Written exercise:
Retype the listing below from its first line up to and including the line with "(1333, 275)". Keep every character the same.
╭──
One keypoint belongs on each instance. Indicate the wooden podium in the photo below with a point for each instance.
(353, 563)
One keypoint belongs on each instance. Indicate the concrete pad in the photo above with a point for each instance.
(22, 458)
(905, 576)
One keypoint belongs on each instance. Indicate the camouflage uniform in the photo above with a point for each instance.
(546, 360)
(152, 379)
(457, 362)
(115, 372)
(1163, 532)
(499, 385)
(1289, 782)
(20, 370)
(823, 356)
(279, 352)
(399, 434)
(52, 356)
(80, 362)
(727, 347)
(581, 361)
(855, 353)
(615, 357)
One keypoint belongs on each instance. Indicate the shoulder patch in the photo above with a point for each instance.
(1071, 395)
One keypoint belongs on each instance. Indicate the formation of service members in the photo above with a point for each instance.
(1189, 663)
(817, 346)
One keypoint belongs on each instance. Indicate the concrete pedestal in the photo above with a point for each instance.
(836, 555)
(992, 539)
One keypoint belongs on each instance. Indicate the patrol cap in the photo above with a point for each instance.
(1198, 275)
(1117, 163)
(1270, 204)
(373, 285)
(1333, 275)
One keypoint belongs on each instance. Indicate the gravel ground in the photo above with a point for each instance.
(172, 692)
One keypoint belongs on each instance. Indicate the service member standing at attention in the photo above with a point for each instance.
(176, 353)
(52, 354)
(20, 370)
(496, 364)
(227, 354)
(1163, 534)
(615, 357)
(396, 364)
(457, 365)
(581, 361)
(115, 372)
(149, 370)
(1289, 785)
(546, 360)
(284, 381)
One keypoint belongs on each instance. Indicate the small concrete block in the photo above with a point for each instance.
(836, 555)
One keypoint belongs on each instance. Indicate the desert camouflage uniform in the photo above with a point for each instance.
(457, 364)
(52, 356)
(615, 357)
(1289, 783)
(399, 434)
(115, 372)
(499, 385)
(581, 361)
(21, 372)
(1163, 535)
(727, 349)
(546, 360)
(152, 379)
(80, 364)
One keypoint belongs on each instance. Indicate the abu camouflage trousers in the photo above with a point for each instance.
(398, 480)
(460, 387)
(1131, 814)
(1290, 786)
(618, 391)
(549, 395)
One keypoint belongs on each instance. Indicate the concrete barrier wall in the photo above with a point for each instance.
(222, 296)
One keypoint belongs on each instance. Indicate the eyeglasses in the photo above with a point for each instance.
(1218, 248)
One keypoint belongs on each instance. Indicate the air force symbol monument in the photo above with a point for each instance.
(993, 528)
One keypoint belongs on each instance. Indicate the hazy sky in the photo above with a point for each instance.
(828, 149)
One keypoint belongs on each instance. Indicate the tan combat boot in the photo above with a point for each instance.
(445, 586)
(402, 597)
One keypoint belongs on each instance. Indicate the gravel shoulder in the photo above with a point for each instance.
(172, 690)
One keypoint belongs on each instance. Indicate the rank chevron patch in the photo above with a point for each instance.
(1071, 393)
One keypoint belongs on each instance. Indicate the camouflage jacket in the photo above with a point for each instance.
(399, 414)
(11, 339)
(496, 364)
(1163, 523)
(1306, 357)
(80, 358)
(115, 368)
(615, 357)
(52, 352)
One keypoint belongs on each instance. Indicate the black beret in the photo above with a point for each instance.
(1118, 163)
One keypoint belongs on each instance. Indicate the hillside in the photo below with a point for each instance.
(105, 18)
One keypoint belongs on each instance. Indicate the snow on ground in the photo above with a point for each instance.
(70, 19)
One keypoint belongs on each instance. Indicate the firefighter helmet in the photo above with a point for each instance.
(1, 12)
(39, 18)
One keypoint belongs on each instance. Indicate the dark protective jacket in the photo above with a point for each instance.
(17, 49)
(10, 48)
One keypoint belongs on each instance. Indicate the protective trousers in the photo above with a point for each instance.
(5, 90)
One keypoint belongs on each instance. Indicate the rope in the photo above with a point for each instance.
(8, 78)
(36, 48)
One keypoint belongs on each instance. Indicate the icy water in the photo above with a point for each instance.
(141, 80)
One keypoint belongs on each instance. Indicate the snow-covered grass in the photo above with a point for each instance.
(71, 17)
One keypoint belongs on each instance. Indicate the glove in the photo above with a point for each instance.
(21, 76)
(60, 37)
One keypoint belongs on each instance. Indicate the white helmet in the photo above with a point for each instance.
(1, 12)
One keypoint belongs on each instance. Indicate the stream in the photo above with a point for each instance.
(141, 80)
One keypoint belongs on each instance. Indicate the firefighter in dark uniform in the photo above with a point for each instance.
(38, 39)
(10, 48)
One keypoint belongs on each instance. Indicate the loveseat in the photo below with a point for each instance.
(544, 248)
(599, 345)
╰──
Output of the exercise:
One keypoint belongs on each instance. Indicate the wooden podium in the photo below with a point for each instance.
(353, 563)
One keypoint belongs on each instance. Indicate the concrete pad in the photo above with a point for each instance.
(22, 458)
(905, 576)
One keypoint belongs on each instance. Indicate the camouflage uniform in the photo above with a point for each instance.
(546, 360)
(152, 379)
(457, 362)
(115, 372)
(1163, 532)
(499, 385)
(1289, 782)
(20, 370)
(823, 356)
(279, 352)
(399, 434)
(52, 356)
(80, 362)
(727, 347)
(581, 361)
(855, 353)
(615, 357)
One keypoint belongs on each instance. Indicate the shoulder patch in the photo above with a point for each instance.
(1071, 395)
One keypoint belongs on each instance. Indicate the formation of service members in the photo above with a point for each instance.
(1189, 663)
(817, 346)
One keypoint belongs on each instance. Indicate the concrete pedestal in the photo above with a point for each instance.
(836, 555)
(992, 539)
One keypoint belongs on each instance. Indicate the patrol cap in the photo above with a point for each instance.
(1198, 275)
(1117, 163)
(1270, 204)
(373, 285)
(1333, 275)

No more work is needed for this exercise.